**Task to carry out**
Show every line of the material below that contains the string "rocky", copying each one in full. Case counts.

**Raw data**
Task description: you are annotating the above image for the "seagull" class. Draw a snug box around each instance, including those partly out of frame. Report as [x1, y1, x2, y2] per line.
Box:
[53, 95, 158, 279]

---

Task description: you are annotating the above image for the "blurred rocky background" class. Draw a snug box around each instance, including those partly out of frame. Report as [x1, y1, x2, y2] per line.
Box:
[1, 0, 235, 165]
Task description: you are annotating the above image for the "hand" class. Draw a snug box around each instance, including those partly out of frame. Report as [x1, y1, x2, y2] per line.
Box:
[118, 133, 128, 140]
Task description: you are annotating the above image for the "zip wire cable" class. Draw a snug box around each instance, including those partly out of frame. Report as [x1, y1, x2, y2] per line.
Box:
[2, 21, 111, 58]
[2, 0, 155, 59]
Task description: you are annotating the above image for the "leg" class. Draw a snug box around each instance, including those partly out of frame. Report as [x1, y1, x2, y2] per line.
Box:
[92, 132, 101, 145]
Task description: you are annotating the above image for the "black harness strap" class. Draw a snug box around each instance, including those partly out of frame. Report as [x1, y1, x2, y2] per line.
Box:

**In response**
Task description: you are annotating the above image for the "blurred rocky background" class. Draw a snug box around each instance, including those partly out of frame. Report as [x1, y1, x2, y2] per line.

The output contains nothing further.